▸ 文件內容:
= = = = =

關係代數是數據庫查詢的理論基礎,MySQL的SQL語言實現了關係代數的各種操作。以下是詳細講解:

一、關係代數基礎與MySQL對應

1. 基本關係代數運算符

關係代數

MySQL對應

説明

σ (選擇)

WHERE

行選擇

π (投影)

SELECT

列選擇

× (笛卡爾積)

CROSS JOIN

所有組合

⋈ (連接)

JOIN

表連接

∪ (並)

UNION

合併結果

∩ (交)

INTERSECT (MySQL 8.0+)

交集

- (差)

EXCEPT (MySQL 8.0+)

差集

二、選擇操作 (σ - Selection)

基礎語法

-- 關係代數:σ_{條件}(R)
-- MySQL:SELECT * FROM R WHERE 條件

-- 示例:選擇年齡大於30的員工
SELECT * FROM employees WHERE age > 30;

複雜條件選擇

-- 多個條件的AND
SELECT * FROM employees 
WHERE department = 'Sales' AND salary > 50000;

-- 多個條件的OR
SELECT * FROM products 
WHERE category = 'Electronics' OR price < 100;

-- IN操作符(集合選擇)
SELECT * FROM customers 
WHERE country IN ('USA', 'Canada', 'UK');

-- BETWEEN範圍選擇
SELECT * FROM orders 
WHERE order_date BETWEEN '2023-01-01' AND '2023-12-31';

-- LIKE模式匹配
SELECT * FROM products 
WHERE product_name LIKE '%Laptop%';

三、投影操作 (π - Projection)

基礎語法

-- 關係代數:π_{列1,列2,...}(R)
-- MySQL:SELECT 列1, 列2, ... FROM R

-- 示例:選擇部分列
SELECT employee_id, first_name, last_name FROM employees;

-- 去重投影(DISTINCT)
SELECT DISTINCT department FROM employees;

-- 計算列投影
SELECT 
    product_name,
    price,
    price * 0.9 as discounted_price,
    CONCAT('Category: ', category) as description
FROM products;

投影與選擇的組合

-- π_{name, salary}(σ_{dept='IT'}(employees))
SELECT name, salary 
FROM employees 
WHERE department = 'IT';

四、笛卡爾積 (× - Cartesian Product)

基礎用法

-- 關係代數:R × S
-- MySQL:FROM R CROSS JOIN S 或 FROM R, S

-- 顯式笛卡爾積
SELECT * FROM table1 CROSS JOIN table2;

-- 隱式笛卡爾積(不推薦)
SELECT * FROM table1, table2;

-- 實際示例:生成所有組合
SELECT 
    s.size,
    c.color,
    p.product_name
FROM sizes s
CROSS JOIN colors c
CROSS JOIN products p;

五、連接操作 (⋈ - Join)

= = = = =

▸ 收集資料:
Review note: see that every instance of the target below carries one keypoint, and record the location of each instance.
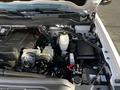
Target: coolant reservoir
(64, 41)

= = = = =

▸ 練習題目 A: 請列出關係代數講解第一節表格中的所有關係代數運算符，並附上各自的名稱。
▸ 練習題目 B: 請接在標題「五、連接操作 (⋈ - Join)」之後，續寫關係代數講解的下一部分。
這些資料與關係代數講解沒有關聯。

▸ 參考答案 A: σ (選擇)、π (投影)、× (笛卡爾積)、⋈ (連接)、∪ (並)、∩ (交)、- (差)

▸ 參考答案 B:
1. θ-連接(條件連接)

-- 關係代數:R ⋈_{條件} S
-- MySQL:FROM R JOIN S ON 條件

SELECT *
FROM employees e
JOIN departments d ON e.department_id = d.dept_id
WHERE e.salary > 50000;

2. 自然連接

-- MySQL沒有直接的自然連接,但可以模擬
-- 自動匹配相同列名
SELECT *
FROM employees e
JOIN departments d USING (department_id);

-- 或者
SELECT *
FROM employees e
JOIN departments d ON e.department_id = d.department_id;

3. 等值連接

-- 最常用的連接類型
SELECT 
    c.customer_name,
    o.order_date,
    o.amount
FROM customers c
JOIN orders o ON c.customer_id = o.customer_id;

4. 外連接

-- 左外連接
SELECT 
    e.employee_name,
    d.department_name
FROM employees e
LEFT JOIN departments d ON e.department_id = d.dept_id;

-- 右外連接
SELECT 
    d.department_name,
    e.employee_name
FROM departments d
RIGHT JOIN employees e ON d.dept_id = e.department_id;

-- 全外連接(MySQL模擬)
SELECT * FROM employees e
LEFT JOIN departments d ON e.department_id = d.dept_id
UNION
SELECT * FROM employees e
RIGHT JOIN departments d ON e.department_id = d.dept_id;

六、集合操作

1. 並操作 (UNION)

-- 關係代數:R ∪ S
-- MySQL:SELECT ... UNION SELECT ...

-- 基本並操作
SELECT product_name FROM current_products
UNION
SELECT product_name FROM archived_products;

-- UNION ALL(保留重複)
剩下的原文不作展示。